● **Stored dataset items**:
----

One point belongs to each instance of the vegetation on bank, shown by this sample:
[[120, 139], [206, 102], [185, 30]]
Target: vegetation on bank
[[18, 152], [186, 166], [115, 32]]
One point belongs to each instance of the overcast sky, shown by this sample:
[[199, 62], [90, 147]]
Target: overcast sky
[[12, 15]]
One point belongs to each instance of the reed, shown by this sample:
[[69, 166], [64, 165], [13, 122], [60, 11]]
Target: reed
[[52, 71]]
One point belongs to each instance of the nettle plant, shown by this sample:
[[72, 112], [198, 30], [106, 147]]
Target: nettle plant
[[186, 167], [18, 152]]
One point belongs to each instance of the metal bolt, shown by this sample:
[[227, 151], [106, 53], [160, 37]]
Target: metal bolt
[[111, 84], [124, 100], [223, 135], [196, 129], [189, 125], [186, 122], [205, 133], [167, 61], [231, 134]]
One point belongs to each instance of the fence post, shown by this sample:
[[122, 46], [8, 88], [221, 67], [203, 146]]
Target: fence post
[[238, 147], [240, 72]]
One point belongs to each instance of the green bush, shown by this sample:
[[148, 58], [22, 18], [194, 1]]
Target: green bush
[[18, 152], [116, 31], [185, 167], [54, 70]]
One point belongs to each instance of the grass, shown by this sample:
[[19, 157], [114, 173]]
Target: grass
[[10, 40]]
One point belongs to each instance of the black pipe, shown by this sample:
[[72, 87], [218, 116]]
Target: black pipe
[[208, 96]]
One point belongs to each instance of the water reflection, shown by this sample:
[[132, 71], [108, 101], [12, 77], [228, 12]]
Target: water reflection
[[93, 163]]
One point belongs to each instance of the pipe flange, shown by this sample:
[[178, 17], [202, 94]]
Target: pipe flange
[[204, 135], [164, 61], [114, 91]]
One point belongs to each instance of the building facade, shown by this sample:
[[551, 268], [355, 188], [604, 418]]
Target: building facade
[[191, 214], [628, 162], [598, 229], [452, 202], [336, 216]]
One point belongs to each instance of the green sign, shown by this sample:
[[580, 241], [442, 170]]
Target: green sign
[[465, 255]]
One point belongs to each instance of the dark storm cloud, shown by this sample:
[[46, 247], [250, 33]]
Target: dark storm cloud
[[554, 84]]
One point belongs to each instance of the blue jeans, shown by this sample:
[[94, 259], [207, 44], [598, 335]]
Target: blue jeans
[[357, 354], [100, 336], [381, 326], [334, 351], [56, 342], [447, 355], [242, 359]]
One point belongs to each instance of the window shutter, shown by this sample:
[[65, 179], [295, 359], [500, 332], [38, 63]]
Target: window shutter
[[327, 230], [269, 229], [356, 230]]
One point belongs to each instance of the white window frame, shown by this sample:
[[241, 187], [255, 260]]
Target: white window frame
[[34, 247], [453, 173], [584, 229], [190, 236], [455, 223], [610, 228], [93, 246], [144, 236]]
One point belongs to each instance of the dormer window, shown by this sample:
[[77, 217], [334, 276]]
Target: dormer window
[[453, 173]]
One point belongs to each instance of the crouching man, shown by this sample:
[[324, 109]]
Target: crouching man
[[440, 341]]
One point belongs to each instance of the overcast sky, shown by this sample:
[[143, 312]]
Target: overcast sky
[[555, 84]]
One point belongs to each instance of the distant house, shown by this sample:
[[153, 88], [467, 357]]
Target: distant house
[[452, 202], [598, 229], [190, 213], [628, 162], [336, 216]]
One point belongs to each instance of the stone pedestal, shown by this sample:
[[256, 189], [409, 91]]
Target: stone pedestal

----

● **INSTRUCTION**: Repeat every entry exactly, please.

● **EXERCISE OUTPUT**:
One point belongs to each instance of the vegetation on bank, shown by this sample:
[[120, 139], [206, 102], [185, 30]]
Target: vegetation on bank
[[18, 152], [186, 166], [115, 32]]
One point belongs to each instance of the overcast sky, shown by this sample:
[[199, 62], [90, 147]]
Target: overcast sky
[[12, 15]]
One point belongs to each instance of the reed, shown by this sample:
[[69, 166], [64, 165], [13, 122], [60, 11]]
Target: reed
[[52, 71]]
One point belongs to each instance of the nettle plant, shown by this sample:
[[72, 112], [198, 30], [106, 147]]
Target: nettle plant
[[186, 167], [18, 152]]
One point belongs to each instance of the metal bolt, shown by this sample:
[[227, 151], [106, 53], [160, 37]]
Target: metal bolt
[[111, 84], [124, 100], [223, 135], [196, 129], [189, 125], [186, 122], [205, 133], [167, 61], [231, 134]]
One point belongs to each instance of the fence post, shown by this sample:
[[122, 46], [8, 88], [221, 67], [203, 146]]
Target: fence post
[[238, 147], [240, 72]]
One point belongs to each instance of the green bush, shown by this sample:
[[148, 58], [22, 18], [194, 1]]
Target: green bush
[[18, 152], [116, 31], [185, 167], [54, 70]]
One point belongs to each instance of the grass, shown by this sample:
[[19, 157], [114, 173]]
Target: grass
[[10, 40]]
One point belongs to each instance of the black pipe, shown by this sample:
[[72, 87], [218, 116]]
Target: black pipe
[[208, 96]]
One point belongs to each instance of the water reflection, shown by this sample:
[[132, 71], [108, 101], [12, 77], [228, 12]]
Target: water reflection
[[93, 163]]
One point belongs to each instance of the pipe flange, shown by this sample:
[[178, 17], [202, 94]]
Target: pipe flange
[[204, 135], [164, 61], [114, 91]]
One point belongs to each instance of the building facade, shown by this sample:
[[551, 268], [355, 188], [604, 418]]
Target: building facade
[[191, 214], [628, 162], [598, 229], [452, 202], [336, 216]]
One point belongs to each instance of the green sign, shown by this sample:
[[580, 241], [442, 170]]
Target: green sign
[[465, 255]]
One point belongs to each instance of the dark storm cloud, shown by this sample:
[[46, 247], [250, 33]]
Target: dark storm cloud
[[554, 84]]
One point belongs to each instance of the blue jeans, shown by this sample:
[[94, 259], [207, 44], [598, 335]]
Target: blue jeans
[[357, 354], [100, 336], [381, 326], [334, 351], [56, 342], [447, 355], [242, 359]]
One point belongs to each instance of the window shutter, shown by this sample:
[[65, 179], [295, 359], [500, 332], [38, 63]]
Target: window shutter
[[327, 230], [269, 229], [356, 230]]
One point belongs to each instance of the white window frame, shown by this sample:
[[241, 187], [255, 260]]
Target: white window frame
[[34, 247], [453, 173], [584, 229], [190, 236], [455, 223], [610, 228], [93, 246], [144, 236]]
One point belongs to each instance of the dormer window, shown by this sample:
[[77, 217], [334, 276]]
Target: dormer window
[[453, 173]]
One point belongs to each instance of the crouching man, shown by this sample:
[[324, 109]]
Target: crouching man
[[440, 341]]
One point belongs to each instance of the overcast sky, shown by this sample:
[[143, 312]]
Target: overcast sky
[[555, 84]]
One point belongs to each instance of the distant house, shown by this sample:
[[153, 88], [467, 357]]
Target: distant house
[[452, 202], [598, 229], [190, 213], [628, 162], [336, 216]]
One point belongs to each instance of the stone pedestal, shown by this sample:
[[256, 189], [409, 91]]
Target: stone pedestal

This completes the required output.